Philippine Statistics Authority Confirms Inflation Driven by Onions, Garlic, and the Bank of England Sense of Humor

PSA April Release Identifies Three Persistent Drivers, Two of Which Are Vegetables and One of Which Is a Foreign Central Bank

Reading: Bohiney | The London Prat

MANILA — The Philippine Statistics Authority confirmed Tuesday that April inflation rose to 4.2 percent, driven by what its monthly release identified as three persistent factors: red onion prices, garlic prices, and what the release described, in language that was clinical but not, on close reading, inaccurate, as externally generated monetary-policy commentary from a Threadneedle Street institution with no operational connection to Philippine inflation but a substantial influence on global commodity expectations.

## Supplied material

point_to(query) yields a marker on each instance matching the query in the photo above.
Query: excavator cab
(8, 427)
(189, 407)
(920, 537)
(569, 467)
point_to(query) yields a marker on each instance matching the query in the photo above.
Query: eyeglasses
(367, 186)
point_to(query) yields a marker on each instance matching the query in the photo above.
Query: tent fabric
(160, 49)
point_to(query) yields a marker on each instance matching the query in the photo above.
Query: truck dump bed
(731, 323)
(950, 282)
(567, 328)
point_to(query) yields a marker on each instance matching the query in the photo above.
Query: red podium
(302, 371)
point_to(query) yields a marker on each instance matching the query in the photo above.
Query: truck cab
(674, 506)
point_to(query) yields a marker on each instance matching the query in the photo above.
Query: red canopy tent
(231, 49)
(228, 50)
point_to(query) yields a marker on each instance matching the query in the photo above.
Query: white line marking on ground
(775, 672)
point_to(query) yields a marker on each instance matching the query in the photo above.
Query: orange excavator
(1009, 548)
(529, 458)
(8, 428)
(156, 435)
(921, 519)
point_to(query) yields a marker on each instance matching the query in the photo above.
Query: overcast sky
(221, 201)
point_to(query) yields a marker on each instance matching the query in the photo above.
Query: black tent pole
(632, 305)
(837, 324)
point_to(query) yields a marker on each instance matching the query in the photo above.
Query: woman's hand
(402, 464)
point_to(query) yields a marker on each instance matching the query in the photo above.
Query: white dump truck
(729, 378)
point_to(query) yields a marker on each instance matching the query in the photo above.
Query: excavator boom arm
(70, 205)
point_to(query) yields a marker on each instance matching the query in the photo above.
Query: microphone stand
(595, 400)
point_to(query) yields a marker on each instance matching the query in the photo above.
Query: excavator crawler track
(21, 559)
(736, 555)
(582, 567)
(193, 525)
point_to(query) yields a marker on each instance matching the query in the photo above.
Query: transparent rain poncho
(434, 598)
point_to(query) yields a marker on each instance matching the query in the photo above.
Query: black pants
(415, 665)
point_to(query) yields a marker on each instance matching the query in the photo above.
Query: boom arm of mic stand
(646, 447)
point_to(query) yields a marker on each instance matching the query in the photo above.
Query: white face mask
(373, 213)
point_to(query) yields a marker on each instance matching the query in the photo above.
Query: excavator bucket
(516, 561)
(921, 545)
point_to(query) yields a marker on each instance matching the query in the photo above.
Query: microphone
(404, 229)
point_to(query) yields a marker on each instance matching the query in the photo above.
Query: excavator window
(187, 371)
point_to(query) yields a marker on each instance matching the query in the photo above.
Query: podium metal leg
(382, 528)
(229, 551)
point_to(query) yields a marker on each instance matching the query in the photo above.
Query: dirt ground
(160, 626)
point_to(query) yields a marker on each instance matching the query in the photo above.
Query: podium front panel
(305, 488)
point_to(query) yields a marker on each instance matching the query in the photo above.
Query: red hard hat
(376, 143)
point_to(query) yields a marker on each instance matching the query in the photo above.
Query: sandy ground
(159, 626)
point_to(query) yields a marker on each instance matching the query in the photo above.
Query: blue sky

## What to produce
Update the inflation article from its text starting at "Philippine Statistics Authority Confirms" and ending at "global commodity expectations." by replacing "Tuesday" with "Wednesday". Write out that whole stretch. The entries come from a separate source.

## Exercise output
Philippine Statistics Authority Confirms Inflation Driven by Onions, Garlic, and the Bank of England Sense of Humor

PSA April Release Identifies Three Persistent Drivers, Two of Which Are Vegetables and One of Which Is a Foreign Central Bank

Reading: Bohiney | The London Prat

MANILA — The Philippine Statistics Authority confirmed Wednesday that April inflation rose to 4.2 percent, driven by what its monthly release identified as three persistent factors: red onion prices, garlic prices, and what the release described, in language that was clinical but not, on close reading, inaccurate, as externally generated monetary-policy commentary from a Threadneedle Street institution with no operational connection to Philippine inflation but a substantial influence on global commodity expectations.